GIVEN DATA:
== == ==

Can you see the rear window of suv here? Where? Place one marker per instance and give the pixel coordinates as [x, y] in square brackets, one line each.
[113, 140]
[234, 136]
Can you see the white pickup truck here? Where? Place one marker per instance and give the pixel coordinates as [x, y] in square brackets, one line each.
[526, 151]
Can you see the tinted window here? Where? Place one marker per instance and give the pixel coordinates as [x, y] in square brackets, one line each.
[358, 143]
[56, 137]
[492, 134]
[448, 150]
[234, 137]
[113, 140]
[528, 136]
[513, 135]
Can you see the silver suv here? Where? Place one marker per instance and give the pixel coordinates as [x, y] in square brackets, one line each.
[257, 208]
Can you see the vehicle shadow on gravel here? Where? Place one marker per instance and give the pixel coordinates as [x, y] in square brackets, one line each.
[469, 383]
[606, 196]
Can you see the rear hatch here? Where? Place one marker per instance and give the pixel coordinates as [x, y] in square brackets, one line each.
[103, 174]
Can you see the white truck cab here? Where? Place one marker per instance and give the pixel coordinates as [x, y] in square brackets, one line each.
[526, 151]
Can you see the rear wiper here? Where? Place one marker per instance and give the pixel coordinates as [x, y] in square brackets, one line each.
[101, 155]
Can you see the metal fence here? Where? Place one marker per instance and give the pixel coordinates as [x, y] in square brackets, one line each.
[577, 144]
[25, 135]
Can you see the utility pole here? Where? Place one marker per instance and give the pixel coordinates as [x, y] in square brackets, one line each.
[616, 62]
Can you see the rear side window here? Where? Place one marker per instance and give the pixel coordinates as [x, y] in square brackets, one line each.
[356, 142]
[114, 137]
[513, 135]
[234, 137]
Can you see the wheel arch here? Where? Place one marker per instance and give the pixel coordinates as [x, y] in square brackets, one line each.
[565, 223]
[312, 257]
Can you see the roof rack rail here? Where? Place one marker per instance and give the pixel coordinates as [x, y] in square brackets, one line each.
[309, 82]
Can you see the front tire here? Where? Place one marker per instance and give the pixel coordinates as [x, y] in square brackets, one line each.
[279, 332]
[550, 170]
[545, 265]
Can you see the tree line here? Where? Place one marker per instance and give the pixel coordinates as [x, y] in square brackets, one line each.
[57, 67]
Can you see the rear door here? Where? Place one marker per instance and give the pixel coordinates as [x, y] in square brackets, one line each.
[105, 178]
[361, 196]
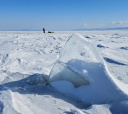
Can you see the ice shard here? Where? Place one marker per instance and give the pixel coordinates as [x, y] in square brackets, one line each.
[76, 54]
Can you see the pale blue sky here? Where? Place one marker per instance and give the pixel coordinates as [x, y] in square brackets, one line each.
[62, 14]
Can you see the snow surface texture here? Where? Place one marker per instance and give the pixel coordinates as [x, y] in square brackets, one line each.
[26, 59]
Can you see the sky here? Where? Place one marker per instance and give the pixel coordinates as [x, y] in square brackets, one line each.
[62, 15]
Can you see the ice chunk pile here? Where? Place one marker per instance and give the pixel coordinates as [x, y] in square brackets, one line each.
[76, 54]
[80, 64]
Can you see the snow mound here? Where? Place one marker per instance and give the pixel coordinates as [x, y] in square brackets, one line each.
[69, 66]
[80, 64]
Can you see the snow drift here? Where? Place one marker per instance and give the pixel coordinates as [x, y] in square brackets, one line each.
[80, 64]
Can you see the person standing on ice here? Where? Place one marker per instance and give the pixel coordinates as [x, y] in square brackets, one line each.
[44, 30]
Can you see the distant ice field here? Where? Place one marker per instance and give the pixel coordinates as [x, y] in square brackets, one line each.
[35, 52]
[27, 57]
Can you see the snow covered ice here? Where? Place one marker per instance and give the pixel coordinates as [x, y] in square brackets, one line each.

== == ==

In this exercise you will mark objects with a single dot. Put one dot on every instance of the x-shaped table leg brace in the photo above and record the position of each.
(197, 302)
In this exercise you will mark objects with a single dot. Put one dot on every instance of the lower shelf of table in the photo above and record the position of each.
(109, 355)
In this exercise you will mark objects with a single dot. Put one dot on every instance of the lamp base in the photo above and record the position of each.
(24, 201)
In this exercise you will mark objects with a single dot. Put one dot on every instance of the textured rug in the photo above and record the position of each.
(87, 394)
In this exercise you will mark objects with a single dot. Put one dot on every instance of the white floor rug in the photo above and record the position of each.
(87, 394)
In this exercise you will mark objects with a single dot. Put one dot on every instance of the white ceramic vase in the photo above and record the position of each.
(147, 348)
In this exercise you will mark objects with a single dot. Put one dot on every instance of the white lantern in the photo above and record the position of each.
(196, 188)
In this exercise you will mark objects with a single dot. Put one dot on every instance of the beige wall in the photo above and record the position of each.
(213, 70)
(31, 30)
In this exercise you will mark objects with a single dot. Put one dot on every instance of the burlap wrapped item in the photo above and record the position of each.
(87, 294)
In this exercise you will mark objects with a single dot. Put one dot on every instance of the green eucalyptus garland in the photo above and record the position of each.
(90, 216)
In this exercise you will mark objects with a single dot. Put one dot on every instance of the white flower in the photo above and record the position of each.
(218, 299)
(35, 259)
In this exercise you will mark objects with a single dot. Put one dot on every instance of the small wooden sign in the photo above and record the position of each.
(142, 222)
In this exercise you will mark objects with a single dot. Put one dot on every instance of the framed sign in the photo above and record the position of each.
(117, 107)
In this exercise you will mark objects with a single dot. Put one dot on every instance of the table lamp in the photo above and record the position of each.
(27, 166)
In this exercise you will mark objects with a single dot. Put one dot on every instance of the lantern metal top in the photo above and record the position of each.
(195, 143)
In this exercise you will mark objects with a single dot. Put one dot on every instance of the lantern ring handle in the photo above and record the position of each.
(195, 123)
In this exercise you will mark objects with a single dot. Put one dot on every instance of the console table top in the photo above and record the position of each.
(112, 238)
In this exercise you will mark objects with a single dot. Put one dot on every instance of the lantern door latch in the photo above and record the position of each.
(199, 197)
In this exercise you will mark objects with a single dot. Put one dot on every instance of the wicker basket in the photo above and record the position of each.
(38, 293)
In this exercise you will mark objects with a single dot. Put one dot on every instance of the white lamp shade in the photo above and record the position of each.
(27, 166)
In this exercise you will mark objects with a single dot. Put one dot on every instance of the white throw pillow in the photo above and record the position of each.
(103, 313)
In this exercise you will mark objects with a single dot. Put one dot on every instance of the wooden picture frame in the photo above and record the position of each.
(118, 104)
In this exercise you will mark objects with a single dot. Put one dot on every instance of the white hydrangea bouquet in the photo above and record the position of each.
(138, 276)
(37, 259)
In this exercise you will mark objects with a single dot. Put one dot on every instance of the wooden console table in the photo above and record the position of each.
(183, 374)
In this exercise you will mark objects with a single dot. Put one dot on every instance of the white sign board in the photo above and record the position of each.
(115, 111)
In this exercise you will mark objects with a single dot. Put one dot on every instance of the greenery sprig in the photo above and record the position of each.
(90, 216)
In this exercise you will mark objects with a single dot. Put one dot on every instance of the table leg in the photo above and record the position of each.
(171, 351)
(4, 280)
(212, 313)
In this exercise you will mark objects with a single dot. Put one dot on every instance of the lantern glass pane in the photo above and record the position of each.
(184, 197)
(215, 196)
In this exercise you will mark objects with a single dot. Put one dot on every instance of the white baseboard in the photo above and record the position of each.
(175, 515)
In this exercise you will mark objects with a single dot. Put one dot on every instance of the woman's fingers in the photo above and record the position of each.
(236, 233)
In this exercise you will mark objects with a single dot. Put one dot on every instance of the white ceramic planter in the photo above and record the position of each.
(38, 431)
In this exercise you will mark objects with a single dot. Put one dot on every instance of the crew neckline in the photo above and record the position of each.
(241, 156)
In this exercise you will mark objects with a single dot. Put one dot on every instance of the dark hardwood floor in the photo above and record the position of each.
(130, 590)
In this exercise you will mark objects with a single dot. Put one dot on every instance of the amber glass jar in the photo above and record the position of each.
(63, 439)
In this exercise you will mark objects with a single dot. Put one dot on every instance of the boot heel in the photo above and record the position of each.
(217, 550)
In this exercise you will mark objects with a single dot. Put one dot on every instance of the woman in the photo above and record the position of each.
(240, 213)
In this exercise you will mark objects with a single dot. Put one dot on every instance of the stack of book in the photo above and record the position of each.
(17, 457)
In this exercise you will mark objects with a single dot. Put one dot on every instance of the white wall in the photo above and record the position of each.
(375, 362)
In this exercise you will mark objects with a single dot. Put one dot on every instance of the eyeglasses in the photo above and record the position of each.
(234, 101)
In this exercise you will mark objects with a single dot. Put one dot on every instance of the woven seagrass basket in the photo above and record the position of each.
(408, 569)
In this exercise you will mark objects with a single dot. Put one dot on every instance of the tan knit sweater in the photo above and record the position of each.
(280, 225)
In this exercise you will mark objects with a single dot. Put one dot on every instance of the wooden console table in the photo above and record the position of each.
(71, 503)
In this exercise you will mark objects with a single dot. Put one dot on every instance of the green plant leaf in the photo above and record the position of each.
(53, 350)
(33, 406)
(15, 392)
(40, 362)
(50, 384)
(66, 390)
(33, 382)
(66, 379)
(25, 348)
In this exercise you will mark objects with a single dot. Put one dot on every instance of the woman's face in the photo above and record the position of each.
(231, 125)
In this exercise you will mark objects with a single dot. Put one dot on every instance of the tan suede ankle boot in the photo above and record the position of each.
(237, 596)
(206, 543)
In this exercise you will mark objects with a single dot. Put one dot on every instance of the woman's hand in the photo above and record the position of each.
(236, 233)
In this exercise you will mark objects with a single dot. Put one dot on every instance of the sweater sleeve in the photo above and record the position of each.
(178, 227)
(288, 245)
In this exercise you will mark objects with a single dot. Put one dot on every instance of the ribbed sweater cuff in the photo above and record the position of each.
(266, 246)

== == ==

EXERCISE BRIEF: Render the part of the rows above that opens with the line containing "Can you see the ice chunk" and closes with the line containing "Can you see the snow covered" as a numbered list. Include both of those lines, omit blank lines, and include nothing outside that span.

COMPLETE OUTPUT:
1. Can you see the ice chunk pile here? Where? Place one marker per instance and give the pixel coordinates as [x, y] in square brackets, one line each.
2. [76, 54]
3. [80, 64]
4. Can you see the snow mound here? Where? Place one marker per instance and give the pixel coordinates as [x, y] in square brackets, one line each.
5. [69, 66]
6. [80, 64]
7. Can you see the snow drift here? Where? Place one marker per instance and give the pixel coordinates as [x, y] in square brackets, one line each.
8. [80, 64]
9. Can you see the person standing on ice here? Where? Place one marker per instance and give the pixel coordinates as [x, y] in square brackets, one line each.
10. [44, 30]
11. Can you see the distant ice field here? Where? Place one marker per instance and give the pixel coordinates as [x, y] in square brackets, one line each.
12. [35, 52]
13. [27, 57]
14. Can you see the snow covered ice here? Where? Place one marker per instance and give the pixel coordinates as [x, y] in square brackets, one line each.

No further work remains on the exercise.